(Task objective): Rewrite the lines below as a JSON list of strings, one string per line and no entries for blank lines. Omit the pictures from the answer.

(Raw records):

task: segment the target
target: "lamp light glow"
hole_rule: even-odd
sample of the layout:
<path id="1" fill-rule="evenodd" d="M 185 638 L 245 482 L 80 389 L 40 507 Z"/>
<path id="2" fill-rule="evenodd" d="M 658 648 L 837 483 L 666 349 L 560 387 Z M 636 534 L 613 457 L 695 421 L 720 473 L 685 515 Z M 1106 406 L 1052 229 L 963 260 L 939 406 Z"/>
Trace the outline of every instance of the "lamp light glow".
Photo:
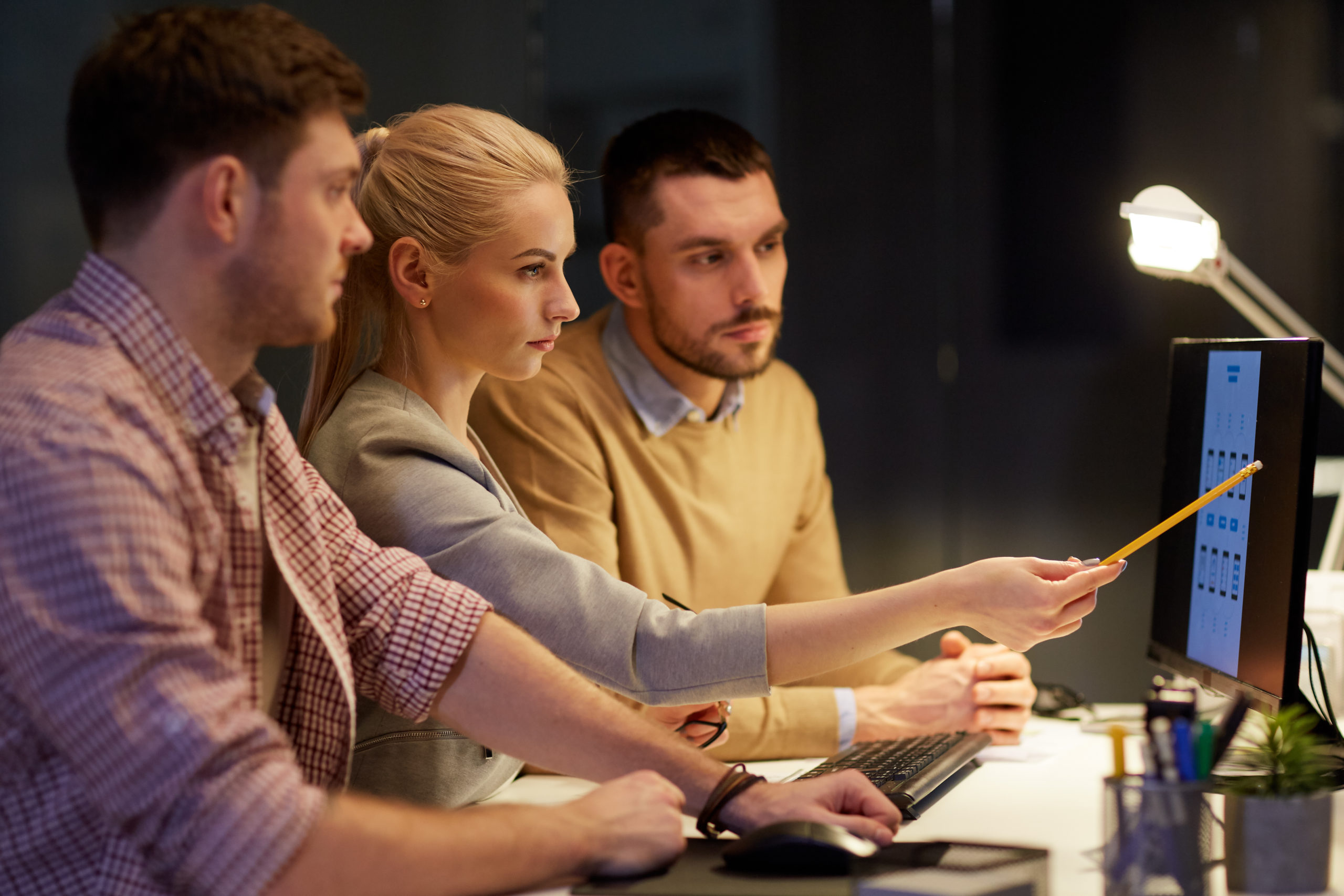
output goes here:
<path id="1" fill-rule="evenodd" d="M 1137 267 L 1191 273 L 1218 258 L 1218 222 L 1175 187 L 1149 187 L 1121 203 L 1129 219 L 1129 257 Z"/>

(Correct result):
[
  "task: segment the target",
  "target: \"lamp light glow\"",
  "hole_rule: even-odd",
  "sample of the layout:",
  "<path id=\"1\" fill-rule=\"evenodd\" d=\"M 185 638 L 245 482 L 80 389 L 40 507 Z\"/>",
  "<path id=\"2\" fill-rule=\"evenodd\" d=\"M 658 648 L 837 483 L 666 349 L 560 387 Z M 636 534 L 613 457 L 695 421 L 720 473 L 685 515 Z M 1106 406 L 1052 229 L 963 260 L 939 406 Z\"/>",
  "Trace the outline of every instance of the \"lamp light glow\".",
  "Photo:",
  "output goes here:",
  "<path id=\"1\" fill-rule=\"evenodd\" d=\"M 1137 267 L 1191 273 L 1218 258 L 1218 222 L 1175 187 L 1149 187 L 1121 203 L 1129 219 L 1129 257 Z\"/>"
]